### Предложенный отрывок
^^^^^^^^

Но ранние писатели-фантасты недосмотрели-таки один существенный момент — возможность природной трагедии, разыгранной по невольному сценарию человека. Точнее, человечества.
Почему этот вопрос прошел мимо внимания традиционной литературы, легко сообразить. Может быть, дело как раз в этом самом “человечестве вообще”. Что это за аморфный герой среднего рода, как с ним “работать”?..
Поэтому, например, канадский исследователь Джозеф Микер в своей книге “Комедия выживания” (1972) выдвигает предположение, что тема экологической катастрофы долгое время игнорировалась литературой именно ввиду отсутствия индивидуума-виновника. “Эдип своим греховным браком и убийством отца осквернил Фивы, но кто виноват а засорении[16] Нью-Йорка? Гниль датского королевства взялся излечить Гамлет, но кто понесет ответственность за гниющий мусор в Чикаго?..” Традиционную литературу очень уж смущал такой необычный, уникальный “герой” (или “злодей”, что все равно). Но ведь научной фантастике не привыкать иметь с ним дело, кому, казалось бы, как не фантастам браться за подобные проблемы!

^^^^^^^^

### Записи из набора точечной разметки
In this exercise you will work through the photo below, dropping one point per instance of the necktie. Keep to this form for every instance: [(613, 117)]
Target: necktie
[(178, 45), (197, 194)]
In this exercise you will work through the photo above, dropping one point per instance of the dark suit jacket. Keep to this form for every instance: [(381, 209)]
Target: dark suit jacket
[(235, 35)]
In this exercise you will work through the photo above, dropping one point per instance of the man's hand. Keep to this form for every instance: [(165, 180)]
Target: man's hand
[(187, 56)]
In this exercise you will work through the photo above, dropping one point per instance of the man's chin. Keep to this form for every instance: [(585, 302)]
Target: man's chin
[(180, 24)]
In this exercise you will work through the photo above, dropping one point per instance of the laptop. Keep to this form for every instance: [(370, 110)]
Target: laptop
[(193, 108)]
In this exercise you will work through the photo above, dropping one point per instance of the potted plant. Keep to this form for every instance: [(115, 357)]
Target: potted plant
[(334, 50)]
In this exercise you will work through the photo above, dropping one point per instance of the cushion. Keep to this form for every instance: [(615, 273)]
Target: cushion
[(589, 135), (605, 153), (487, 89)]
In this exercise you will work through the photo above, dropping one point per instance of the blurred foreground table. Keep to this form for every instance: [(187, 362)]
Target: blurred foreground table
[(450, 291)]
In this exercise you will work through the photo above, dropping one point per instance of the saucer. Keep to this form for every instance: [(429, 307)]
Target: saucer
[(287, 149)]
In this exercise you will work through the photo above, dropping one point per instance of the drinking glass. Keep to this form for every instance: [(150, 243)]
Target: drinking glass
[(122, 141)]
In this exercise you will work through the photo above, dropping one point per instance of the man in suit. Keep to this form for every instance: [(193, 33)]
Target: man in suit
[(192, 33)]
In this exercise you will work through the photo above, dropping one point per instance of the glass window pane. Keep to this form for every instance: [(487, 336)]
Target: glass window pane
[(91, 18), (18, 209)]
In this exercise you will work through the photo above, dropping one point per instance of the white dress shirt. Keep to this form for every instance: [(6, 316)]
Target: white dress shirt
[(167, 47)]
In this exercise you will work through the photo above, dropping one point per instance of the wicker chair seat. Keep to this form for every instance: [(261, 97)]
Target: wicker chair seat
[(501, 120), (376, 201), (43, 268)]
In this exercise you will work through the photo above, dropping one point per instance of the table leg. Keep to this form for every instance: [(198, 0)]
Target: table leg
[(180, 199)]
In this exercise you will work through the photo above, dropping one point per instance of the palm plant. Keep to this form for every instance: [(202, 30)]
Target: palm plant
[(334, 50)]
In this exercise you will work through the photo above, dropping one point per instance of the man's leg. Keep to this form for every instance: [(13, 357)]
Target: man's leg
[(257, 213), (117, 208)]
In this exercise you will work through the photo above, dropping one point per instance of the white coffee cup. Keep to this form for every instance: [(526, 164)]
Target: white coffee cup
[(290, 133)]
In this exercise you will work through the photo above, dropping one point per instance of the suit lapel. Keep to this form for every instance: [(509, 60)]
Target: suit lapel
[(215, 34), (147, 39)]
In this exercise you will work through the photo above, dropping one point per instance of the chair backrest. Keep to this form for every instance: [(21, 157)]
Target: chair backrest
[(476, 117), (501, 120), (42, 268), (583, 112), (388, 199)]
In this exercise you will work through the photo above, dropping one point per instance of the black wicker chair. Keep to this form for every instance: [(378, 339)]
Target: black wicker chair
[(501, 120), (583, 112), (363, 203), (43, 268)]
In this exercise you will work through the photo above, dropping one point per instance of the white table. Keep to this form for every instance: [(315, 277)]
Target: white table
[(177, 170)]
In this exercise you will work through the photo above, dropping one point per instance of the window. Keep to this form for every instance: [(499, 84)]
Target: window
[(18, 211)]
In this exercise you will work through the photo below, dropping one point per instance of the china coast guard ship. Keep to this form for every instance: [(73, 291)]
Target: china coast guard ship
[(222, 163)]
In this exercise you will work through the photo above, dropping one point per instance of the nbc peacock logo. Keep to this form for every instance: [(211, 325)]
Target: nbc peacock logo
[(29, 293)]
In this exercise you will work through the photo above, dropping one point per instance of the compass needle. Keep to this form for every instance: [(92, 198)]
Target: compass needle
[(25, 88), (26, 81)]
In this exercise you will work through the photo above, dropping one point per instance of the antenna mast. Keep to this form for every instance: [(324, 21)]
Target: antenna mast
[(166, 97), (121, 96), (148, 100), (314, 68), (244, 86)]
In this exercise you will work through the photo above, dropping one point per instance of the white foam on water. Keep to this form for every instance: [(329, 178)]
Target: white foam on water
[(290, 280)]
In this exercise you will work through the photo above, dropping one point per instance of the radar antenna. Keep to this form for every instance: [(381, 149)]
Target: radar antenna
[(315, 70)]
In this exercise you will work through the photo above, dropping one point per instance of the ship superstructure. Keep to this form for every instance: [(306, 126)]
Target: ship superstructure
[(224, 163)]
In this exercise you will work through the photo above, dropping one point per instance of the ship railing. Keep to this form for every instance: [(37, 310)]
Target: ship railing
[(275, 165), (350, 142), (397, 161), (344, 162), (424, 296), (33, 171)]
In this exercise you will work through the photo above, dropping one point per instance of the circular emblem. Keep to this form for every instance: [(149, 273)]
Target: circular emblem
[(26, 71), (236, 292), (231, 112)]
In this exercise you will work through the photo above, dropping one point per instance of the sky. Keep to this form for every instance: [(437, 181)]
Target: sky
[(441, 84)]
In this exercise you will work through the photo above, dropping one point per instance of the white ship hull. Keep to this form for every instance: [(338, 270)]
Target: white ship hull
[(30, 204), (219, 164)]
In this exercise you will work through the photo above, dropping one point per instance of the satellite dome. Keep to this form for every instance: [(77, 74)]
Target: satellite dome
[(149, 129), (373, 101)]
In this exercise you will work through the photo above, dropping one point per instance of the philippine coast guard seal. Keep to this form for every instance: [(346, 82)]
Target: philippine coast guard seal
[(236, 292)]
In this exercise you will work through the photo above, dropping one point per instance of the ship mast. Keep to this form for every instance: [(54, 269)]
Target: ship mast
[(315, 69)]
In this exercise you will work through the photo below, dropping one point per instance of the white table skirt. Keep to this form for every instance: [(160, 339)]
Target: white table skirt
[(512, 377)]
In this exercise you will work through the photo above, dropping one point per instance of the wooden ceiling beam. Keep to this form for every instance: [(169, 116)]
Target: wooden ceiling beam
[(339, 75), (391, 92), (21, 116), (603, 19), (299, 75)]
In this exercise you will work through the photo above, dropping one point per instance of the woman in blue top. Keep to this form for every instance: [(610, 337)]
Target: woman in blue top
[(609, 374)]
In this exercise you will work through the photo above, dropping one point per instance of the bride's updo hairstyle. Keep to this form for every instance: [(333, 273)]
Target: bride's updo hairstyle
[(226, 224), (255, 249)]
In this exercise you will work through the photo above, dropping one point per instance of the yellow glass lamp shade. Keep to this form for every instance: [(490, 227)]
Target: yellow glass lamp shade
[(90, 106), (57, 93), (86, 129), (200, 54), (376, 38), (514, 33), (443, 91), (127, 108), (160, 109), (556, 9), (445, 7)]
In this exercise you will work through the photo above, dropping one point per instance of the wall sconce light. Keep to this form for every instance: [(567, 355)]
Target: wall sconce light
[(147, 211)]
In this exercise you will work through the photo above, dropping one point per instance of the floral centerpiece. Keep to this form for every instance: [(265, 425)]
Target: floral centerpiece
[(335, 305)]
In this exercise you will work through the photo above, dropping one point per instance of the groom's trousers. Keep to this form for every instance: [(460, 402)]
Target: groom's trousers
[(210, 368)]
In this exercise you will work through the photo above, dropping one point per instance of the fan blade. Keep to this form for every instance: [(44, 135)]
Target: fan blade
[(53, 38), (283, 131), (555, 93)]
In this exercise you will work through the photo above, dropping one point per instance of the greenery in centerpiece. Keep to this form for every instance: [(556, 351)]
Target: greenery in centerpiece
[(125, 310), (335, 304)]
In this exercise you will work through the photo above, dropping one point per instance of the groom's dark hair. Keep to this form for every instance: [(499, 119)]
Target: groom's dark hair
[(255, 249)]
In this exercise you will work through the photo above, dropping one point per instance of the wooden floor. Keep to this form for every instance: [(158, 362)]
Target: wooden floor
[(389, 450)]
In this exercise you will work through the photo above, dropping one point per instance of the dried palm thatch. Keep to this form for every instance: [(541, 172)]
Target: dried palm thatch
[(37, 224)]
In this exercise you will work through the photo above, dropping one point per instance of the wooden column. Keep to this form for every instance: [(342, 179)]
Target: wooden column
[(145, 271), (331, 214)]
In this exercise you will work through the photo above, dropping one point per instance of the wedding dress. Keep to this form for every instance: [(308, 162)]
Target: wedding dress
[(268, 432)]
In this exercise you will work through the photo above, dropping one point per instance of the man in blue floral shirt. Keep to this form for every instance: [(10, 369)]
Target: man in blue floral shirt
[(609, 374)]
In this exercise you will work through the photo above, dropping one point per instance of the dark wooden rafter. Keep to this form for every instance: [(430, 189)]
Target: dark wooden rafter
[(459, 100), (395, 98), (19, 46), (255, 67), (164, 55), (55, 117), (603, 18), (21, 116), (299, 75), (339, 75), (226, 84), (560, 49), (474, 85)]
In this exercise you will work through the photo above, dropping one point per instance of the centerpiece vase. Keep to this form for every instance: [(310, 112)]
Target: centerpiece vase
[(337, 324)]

^^^^^^^^

### Задания для работы
1. Подставьте «Object» вместо «Target» в строках листинга и приведите только эти строки, больше ничего в них не меняя. Начните со строки, где есть «instance: [(21, 157)]», и закончите строкой, где есть «[(224, 163)]».
2. Продолжите отрывок об экологической катастрофе в литературе, начав сразу после его последнего предложения.
Отрывок и листинг представляют собой не связанные между собой материалы.

### Ответы к заданиям
1.
In this exercise you will work through the photo above, dropping one point per instance of the chair backrest. Keep to this form for every instance: [(21, 157)]
Object: chair backrest
[(476, 117), (501, 120), (42, 268), (583, 112), (388, 199)]
In this exercise you will work through the photo above, dropping one point per instance of the black wicker chair. Keep to this form for every instance: [(378, 339)]
Object: black wicker chair
[(501, 120), (583, 112), (363, 203), (43, 268)]
In this exercise you will work through the photo above, dropping one point per instance of the white table. Keep to this form for every instance: [(315, 277)]
Object: white table
[(177, 170)]
In this exercise you will work through the photo above, dropping one point per instance of the window. Keep to this form for every instance: [(499, 84)]
Object: window
[(18, 211)]
In this exercise you will work through the photo below, dropping one point per instance of the china coast guard ship. Keep to this form for every instance: [(73, 291)]
Object: china coast guard ship
[(222, 163)]
In this exercise you will work through the photo above, dropping one point per instance of the nbc peacock logo. Keep to this form for every instance: [(211, 325)]
Object: nbc peacock logo
[(29, 293)]
In this exercise you will work through the photo above, dropping one point per instance of the compass needle. Keep to this form for every instance: [(92, 198)]
Object: compass needle
[(25, 88), (26, 81)]
In this exercise you will work through the photo above, dropping one point per instance of the antenna mast. Keep to this form for every instance: [(324, 21)]
Object: antenna mast
[(166, 97), (121, 96), (148, 100), (314, 68), (244, 86)]
In this exercise you will work through the photo above, dropping one point per instance of the white foam on water. Keep to this form for every instance: [(329, 178)]
Object: white foam on water
[(290, 280)]
In this exercise you will work through the photo above, dropping one point per instance of the radar antenna. Keep to this form for every instance: [(381, 149)]
Object: radar antenna
[(315, 70)]
In this exercise you will work through the photo above, dropping one point per instance of the ship superstructure. Keep to this form for every instance: [(306, 126)]
Object: ship superstructure
[(224, 163)]

2.
Нельзя сказать, что до середины XX века таких произведений не было вовсе. Они появились еще веком раньше, когда ощутимо стал набирать обороты мотор научно-технического прогресса. Однако мало кто заметил эти первые сигналы об опасности. Да и малочисленны были эти первые сигналы…
Подписчики старейшей английской газеты “Тайме” были немало Удивлены, развернув один из январских номеров за 1862 год. Цифры, значившиеся под заголовком, “№ 55, 567. 1962 год” трудно было отнести за счет оплошности корректоров: опубликованные номере материалы были один фантастичнее другого. Шуточный выпуск газеты “отражал” один день будущего — мир удивительных механизмов, шокирующих мод и невероятных политических событий. И среди всей этой совершеннейшей в глазах англичан того времени фантастики была коротенькая заметка о том, что Темза, наконец, очищена от грязи и промышленных отходов. “Наконец” — это в 1962 году, через сто лет! Значит, не столь юна наша тема, как могло показаться на первый взгляд.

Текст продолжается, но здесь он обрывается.